SUPPLIED MATERIAL:
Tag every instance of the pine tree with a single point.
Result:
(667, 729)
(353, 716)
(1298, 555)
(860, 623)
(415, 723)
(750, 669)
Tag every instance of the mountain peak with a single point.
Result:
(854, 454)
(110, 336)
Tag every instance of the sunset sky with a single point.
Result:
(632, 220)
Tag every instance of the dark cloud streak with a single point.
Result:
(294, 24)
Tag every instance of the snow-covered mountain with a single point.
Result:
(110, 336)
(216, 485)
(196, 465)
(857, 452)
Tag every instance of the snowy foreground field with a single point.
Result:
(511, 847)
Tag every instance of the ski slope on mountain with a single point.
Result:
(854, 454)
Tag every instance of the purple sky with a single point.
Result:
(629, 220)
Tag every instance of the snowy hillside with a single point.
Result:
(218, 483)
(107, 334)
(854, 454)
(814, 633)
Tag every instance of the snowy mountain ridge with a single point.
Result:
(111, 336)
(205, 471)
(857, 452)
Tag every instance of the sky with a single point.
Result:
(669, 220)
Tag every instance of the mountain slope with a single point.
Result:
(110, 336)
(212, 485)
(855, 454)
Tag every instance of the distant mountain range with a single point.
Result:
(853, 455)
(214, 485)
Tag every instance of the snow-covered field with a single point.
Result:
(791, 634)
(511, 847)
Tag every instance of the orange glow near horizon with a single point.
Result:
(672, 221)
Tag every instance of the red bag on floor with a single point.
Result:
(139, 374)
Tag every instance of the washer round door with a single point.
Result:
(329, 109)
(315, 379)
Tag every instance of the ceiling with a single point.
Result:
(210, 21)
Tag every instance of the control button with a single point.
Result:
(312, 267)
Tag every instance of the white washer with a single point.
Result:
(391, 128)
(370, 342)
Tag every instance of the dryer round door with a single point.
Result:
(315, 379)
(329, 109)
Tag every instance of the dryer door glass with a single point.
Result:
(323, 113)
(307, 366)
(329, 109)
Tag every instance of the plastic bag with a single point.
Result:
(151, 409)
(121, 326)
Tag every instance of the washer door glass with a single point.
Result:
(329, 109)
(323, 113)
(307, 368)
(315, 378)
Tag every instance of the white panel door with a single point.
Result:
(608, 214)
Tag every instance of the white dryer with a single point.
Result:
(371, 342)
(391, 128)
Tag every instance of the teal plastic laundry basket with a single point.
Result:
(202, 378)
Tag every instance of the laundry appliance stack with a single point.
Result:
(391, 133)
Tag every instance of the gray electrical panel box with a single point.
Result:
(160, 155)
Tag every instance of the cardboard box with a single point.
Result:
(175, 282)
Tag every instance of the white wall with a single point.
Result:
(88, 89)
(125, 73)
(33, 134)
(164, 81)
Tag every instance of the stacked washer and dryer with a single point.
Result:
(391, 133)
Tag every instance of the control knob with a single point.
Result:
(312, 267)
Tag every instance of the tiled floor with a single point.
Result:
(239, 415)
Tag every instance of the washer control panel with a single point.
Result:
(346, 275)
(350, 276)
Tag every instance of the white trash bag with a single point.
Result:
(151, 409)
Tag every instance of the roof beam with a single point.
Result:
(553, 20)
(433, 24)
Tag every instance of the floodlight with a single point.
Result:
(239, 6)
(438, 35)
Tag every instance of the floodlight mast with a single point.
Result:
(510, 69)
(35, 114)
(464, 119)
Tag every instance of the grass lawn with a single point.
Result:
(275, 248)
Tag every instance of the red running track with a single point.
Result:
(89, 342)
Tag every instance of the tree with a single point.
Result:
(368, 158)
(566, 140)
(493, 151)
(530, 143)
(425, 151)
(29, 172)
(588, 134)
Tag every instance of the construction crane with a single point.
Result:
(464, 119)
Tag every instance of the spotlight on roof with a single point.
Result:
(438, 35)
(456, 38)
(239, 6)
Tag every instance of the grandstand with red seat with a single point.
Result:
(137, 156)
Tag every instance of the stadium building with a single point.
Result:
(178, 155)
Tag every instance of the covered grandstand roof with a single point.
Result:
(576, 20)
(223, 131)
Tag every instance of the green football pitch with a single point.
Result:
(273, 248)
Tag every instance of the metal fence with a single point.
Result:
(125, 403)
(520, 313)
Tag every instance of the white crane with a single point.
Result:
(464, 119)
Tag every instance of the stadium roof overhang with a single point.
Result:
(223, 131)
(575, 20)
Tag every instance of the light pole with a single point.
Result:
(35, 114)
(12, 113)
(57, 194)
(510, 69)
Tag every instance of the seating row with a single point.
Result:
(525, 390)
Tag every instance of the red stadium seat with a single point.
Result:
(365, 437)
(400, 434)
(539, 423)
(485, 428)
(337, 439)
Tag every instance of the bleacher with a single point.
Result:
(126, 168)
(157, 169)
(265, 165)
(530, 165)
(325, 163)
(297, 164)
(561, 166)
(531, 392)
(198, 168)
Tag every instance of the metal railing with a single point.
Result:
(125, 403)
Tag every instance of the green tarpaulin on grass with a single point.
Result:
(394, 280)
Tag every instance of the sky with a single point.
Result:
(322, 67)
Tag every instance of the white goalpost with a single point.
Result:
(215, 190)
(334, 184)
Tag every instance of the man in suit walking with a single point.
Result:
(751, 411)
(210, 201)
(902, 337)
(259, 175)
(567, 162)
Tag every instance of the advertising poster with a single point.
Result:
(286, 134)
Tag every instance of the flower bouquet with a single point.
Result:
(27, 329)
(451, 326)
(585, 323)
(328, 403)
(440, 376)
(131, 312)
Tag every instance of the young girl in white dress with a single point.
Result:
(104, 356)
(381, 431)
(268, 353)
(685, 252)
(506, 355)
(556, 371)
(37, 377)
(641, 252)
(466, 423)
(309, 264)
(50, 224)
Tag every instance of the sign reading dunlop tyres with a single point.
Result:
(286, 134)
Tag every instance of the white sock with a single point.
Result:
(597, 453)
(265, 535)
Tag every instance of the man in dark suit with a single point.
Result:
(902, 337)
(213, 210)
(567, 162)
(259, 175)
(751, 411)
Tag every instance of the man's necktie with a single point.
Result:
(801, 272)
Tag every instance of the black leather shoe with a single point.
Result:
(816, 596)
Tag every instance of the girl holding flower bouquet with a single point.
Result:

AIM OF THE TASK:
Where in the records does the word "laundry" appear? Copy each line that holds it.

ANSWER TO THIS PROBLEM:
Tag every instance of the teal plastic laundry basket with a single point.
Tag every instance of the laundry appliance stack with a single point.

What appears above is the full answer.